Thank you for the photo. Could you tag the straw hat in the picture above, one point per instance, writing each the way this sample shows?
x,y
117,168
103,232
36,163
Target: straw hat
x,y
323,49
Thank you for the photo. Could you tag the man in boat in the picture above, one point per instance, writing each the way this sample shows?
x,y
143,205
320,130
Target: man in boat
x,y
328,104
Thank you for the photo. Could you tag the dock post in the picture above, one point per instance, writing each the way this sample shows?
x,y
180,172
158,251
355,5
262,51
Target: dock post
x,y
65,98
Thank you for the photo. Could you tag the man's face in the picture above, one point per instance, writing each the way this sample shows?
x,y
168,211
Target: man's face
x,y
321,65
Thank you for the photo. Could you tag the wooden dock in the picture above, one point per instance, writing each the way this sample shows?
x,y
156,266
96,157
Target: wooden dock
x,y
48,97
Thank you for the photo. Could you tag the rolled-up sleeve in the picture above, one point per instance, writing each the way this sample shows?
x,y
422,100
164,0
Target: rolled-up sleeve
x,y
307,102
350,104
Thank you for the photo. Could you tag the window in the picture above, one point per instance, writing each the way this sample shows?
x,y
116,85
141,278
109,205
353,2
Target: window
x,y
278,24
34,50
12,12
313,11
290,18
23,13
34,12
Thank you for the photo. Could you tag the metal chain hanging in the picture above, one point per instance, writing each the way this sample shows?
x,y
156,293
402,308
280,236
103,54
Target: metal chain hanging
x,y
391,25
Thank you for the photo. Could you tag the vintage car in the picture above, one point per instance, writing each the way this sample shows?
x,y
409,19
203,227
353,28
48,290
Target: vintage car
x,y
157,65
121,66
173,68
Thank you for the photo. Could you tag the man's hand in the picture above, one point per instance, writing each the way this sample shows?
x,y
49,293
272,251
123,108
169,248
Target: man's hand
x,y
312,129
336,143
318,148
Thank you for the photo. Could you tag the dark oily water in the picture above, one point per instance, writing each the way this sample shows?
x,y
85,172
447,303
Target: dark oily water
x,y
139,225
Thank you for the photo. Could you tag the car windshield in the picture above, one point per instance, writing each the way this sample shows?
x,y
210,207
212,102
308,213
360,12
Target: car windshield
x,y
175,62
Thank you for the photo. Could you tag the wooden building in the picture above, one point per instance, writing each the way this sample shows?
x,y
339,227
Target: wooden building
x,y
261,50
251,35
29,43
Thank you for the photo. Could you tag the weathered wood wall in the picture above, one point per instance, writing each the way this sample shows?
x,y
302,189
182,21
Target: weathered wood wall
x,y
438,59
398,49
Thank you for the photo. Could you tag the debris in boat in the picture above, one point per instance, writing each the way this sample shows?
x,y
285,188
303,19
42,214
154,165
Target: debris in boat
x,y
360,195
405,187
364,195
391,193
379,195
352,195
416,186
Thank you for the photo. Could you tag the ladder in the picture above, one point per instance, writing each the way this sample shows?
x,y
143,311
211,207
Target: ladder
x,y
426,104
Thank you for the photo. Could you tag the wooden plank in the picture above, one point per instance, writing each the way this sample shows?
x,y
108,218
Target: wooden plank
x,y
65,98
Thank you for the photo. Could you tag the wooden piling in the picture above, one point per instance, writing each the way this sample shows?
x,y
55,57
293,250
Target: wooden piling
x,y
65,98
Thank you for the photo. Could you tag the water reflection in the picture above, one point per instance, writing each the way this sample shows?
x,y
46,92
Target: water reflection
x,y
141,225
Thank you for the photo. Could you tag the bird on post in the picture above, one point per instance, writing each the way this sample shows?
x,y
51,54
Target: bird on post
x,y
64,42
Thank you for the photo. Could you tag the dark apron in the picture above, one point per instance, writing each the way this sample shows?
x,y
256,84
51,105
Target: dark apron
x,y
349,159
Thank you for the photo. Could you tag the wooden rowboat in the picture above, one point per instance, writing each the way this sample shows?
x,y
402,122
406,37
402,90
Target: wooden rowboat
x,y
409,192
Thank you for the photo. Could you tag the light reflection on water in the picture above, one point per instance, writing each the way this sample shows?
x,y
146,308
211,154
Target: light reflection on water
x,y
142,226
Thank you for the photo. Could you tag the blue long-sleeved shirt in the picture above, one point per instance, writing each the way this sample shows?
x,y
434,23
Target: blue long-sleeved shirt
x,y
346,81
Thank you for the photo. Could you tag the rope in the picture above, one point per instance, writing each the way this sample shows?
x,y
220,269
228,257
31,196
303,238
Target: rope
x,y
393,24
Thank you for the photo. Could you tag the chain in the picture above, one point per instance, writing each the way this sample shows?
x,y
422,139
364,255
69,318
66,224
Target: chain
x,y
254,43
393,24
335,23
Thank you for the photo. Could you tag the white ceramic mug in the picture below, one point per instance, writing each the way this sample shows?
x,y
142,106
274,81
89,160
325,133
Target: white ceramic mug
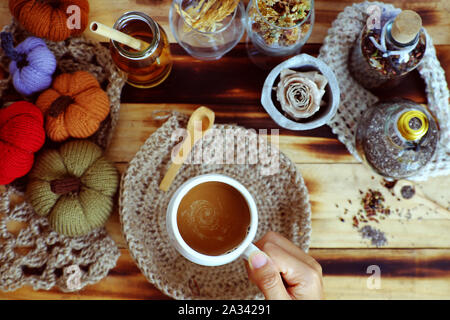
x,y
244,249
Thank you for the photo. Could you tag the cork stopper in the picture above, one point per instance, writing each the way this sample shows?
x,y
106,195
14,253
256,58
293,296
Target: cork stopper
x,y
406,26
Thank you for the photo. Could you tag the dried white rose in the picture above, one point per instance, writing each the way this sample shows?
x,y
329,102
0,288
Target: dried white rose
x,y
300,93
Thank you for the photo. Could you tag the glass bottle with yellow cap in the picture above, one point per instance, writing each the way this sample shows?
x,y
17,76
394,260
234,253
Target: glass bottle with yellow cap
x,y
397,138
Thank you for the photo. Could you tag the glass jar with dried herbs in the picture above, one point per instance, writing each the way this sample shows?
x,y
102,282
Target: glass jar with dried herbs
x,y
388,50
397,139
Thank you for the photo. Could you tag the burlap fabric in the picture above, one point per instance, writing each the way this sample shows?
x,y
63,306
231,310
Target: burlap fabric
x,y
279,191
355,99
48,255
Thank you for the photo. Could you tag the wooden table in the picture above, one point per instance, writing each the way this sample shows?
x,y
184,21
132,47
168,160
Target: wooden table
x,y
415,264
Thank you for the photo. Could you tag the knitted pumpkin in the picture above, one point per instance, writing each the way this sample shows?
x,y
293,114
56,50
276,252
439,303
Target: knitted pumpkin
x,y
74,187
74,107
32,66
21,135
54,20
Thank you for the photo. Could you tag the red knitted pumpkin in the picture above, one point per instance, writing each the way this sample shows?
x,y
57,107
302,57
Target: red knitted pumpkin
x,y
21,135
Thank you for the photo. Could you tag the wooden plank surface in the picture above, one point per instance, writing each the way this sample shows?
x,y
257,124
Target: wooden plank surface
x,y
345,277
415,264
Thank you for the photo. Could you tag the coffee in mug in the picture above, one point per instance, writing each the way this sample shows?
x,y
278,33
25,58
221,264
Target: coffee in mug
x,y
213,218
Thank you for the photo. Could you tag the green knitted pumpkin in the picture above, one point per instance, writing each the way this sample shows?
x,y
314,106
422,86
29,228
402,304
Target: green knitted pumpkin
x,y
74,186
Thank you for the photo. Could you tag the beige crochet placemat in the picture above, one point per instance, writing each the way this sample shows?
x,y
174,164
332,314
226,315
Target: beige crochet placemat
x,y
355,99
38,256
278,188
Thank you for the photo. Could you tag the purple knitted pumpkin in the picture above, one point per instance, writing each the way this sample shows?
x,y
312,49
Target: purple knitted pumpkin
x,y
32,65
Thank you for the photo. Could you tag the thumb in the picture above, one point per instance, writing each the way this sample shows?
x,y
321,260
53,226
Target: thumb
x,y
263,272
==
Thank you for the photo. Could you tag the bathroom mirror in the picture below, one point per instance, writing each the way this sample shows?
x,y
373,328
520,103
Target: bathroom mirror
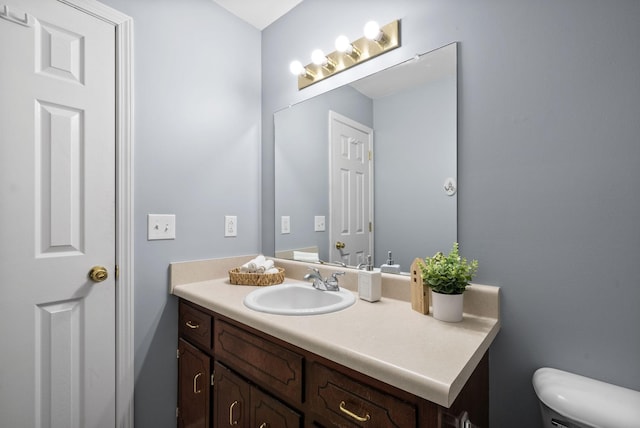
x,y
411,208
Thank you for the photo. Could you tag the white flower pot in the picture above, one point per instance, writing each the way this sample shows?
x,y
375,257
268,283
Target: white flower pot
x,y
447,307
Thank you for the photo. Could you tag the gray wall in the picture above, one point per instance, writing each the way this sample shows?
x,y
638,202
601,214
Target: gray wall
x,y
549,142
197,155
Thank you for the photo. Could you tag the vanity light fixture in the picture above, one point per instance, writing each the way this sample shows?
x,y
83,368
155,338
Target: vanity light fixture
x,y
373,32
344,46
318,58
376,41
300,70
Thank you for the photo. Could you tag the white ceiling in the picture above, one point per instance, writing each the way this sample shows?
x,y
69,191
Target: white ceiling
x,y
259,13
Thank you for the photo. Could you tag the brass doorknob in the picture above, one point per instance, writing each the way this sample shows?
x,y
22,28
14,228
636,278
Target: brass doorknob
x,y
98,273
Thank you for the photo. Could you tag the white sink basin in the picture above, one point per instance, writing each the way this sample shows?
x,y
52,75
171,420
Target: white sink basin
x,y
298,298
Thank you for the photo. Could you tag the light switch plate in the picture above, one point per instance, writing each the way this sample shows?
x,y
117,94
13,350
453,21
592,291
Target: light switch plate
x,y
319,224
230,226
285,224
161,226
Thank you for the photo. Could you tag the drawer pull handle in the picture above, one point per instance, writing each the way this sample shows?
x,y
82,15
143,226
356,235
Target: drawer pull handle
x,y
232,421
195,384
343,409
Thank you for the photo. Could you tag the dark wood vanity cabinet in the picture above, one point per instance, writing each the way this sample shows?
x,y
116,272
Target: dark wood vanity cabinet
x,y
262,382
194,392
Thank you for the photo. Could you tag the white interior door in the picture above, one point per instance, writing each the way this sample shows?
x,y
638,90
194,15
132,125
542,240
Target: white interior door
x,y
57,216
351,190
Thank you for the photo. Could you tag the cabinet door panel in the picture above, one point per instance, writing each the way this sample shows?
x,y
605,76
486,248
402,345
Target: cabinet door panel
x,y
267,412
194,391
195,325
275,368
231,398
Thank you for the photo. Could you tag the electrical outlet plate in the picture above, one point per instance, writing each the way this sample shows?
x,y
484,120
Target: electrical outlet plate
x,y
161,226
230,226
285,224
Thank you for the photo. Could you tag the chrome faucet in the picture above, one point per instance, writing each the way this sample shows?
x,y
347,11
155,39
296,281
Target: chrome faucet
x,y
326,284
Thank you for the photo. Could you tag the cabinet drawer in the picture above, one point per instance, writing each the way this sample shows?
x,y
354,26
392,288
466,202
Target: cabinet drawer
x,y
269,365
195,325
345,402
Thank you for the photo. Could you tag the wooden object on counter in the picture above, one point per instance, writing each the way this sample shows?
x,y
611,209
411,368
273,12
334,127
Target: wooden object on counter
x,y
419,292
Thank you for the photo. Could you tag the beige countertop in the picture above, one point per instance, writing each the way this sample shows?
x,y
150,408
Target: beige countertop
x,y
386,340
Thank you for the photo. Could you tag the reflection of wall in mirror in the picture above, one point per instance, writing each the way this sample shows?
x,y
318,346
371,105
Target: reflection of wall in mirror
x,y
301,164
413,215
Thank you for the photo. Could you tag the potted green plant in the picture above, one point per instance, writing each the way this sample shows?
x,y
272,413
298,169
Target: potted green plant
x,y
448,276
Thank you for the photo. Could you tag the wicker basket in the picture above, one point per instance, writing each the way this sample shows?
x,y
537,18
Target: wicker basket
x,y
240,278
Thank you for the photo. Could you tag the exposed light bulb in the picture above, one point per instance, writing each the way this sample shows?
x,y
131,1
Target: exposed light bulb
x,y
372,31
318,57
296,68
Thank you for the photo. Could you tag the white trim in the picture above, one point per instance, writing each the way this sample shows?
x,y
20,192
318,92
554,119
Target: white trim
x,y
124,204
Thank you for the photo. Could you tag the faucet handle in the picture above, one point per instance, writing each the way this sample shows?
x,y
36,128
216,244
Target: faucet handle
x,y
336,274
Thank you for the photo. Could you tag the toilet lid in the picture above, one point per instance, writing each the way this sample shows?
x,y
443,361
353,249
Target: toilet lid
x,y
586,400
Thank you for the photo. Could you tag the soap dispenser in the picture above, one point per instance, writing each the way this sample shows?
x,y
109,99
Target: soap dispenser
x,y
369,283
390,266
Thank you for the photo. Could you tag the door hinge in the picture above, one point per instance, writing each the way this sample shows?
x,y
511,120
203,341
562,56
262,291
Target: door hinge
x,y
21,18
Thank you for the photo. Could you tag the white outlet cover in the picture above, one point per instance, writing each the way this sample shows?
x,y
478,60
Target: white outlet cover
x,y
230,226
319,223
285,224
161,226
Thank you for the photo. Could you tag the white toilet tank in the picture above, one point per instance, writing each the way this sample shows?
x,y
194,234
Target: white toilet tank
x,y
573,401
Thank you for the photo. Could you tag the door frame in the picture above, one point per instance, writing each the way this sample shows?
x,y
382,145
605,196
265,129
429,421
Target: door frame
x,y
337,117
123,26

Requirement:
Pull out each line in the entries above that contains the word "handle".

Worked answer:
Thank you for the photo. Could you tag the drawer pull handle in the picture above, one point per instance, writing each the way this sample shows?
Target: drawer pull handle
Thank you for the photo. Could you tag the faucet handle in the picture above, one point per instance, writing each the way this sample shows?
Target: faucet handle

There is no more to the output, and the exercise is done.